[Problem description]:
Reproduce the material below from its start down through the line containing "M671 158L671 166L688", substituting "vacant bench" for every "empty bench" and changing nothing else.

>> begin Data entries

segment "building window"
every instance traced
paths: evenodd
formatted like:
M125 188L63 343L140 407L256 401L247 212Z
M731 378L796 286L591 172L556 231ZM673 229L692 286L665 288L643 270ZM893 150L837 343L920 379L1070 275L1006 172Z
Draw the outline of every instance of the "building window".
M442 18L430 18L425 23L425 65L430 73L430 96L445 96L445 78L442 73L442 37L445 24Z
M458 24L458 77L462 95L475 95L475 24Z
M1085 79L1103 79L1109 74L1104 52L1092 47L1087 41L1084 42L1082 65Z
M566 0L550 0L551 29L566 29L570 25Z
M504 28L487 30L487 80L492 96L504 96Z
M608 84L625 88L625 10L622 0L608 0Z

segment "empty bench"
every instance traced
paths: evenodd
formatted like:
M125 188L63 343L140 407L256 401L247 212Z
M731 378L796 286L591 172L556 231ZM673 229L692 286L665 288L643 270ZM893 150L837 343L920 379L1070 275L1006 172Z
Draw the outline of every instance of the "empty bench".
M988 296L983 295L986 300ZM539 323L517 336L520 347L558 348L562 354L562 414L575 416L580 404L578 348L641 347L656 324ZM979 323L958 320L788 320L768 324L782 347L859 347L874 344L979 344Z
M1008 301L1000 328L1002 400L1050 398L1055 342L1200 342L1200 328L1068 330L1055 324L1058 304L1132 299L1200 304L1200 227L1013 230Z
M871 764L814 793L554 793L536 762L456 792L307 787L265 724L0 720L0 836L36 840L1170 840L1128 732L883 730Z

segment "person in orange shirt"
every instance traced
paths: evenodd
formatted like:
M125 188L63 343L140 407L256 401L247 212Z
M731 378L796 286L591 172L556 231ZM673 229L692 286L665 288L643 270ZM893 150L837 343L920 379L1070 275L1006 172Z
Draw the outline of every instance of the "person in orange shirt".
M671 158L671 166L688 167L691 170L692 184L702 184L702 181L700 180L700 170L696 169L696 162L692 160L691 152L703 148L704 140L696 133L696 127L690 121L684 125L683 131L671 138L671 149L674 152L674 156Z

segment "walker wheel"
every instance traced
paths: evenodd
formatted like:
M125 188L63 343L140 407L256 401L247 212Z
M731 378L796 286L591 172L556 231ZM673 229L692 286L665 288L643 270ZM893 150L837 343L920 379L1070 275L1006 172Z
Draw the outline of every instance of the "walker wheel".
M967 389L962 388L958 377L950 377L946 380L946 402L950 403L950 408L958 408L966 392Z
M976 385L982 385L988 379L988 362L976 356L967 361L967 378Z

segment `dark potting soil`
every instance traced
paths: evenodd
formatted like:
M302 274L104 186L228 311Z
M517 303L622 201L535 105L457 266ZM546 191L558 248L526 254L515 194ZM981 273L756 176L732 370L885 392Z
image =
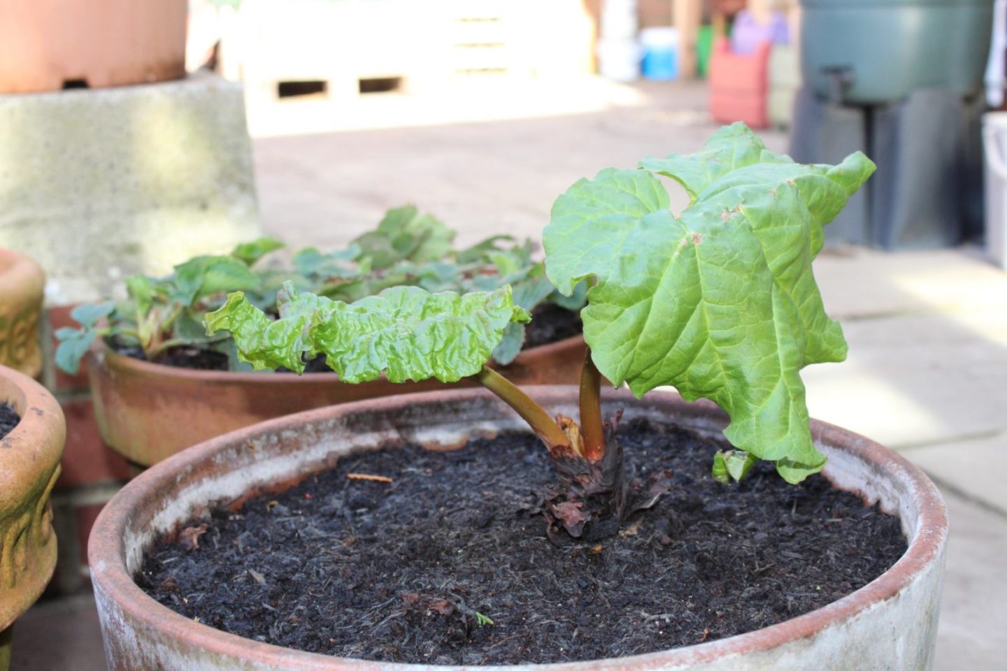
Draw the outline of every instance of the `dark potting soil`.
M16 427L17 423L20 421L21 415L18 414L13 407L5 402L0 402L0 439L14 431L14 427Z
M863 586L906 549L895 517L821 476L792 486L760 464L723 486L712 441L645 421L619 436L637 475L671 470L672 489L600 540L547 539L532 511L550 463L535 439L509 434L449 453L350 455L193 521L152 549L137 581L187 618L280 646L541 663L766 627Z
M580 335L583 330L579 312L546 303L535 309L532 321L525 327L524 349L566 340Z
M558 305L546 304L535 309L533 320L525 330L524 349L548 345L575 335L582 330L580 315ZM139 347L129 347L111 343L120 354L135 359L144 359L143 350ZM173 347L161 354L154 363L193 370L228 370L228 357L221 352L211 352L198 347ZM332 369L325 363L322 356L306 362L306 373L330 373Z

>> end Data entries

[Exercise output]:
segment "building window"
every instance traced
paths: evenodd
formatted like:
M125 188L63 343L140 407L256 401L247 212Z
M731 378L796 286L591 172L556 231ZM673 229L692 286L665 288L643 270ZM893 150L837 343L920 379L1070 275L1006 172Z
Draw the outline of every instance of the "building window".
M442 18L430 18L425 23L425 65L430 73L430 96L445 96L445 78L442 73L442 37L445 24Z
M458 24L458 77L462 95L475 95L475 24Z
M1085 79L1103 79L1109 74L1104 52L1092 47L1087 41L1084 42L1082 65Z
M566 0L550 0L551 29L566 29L570 25Z
M504 28L487 30L487 80L492 96L504 96Z
M608 84L625 88L625 10L622 0L608 0Z

segment "vacant bench"
every instance traced
paths: evenodd
formatted like:
M125 188L63 343L140 407L256 401L247 212Z
M731 378L796 286L591 172L556 231ZM673 229L692 286L665 288L643 270ZM893 150L837 343L920 379L1070 275L1006 172Z
Draw the outline of every instance of the "vacant bench".
M988 296L983 295L986 300ZM539 323L517 336L520 347L558 348L562 354L562 414L575 416L580 404L578 348L641 347L656 324ZM979 323L958 320L788 320L768 324L782 347L859 347L874 344L979 344Z
M1008 301L1000 328L1002 400L1050 398L1055 342L1200 342L1200 328L1068 330L1055 324L1058 304L1132 299L1200 304L1200 227L1013 230Z
M871 764L814 793L554 793L536 762L456 792L307 787L265 724L0 720L0 836L36 840L1170 840L1128 732L883 730Z

segment "person in orange shirt"
every instance traced
paths: evenodd
formatted like:
M125 188L63 343L140 407L256 401L247 212Z
M731 378L796 286L591 172L556 231ZM673 229L692 286L665 288L643 270ZM893 150L837 343L920 379L1070 275L1006 172Z
Draw the outline of every instance of the "person in orange shirt".
M671 158L671 166L688 167L691 170L692 184L702 184L702 181L700 180L700 170L696 169L696 162L692 160L691 152L703 148L704 140L696 133L696 127L690 121L684 125L683 131L671 138L671 149L674 152L674 156Z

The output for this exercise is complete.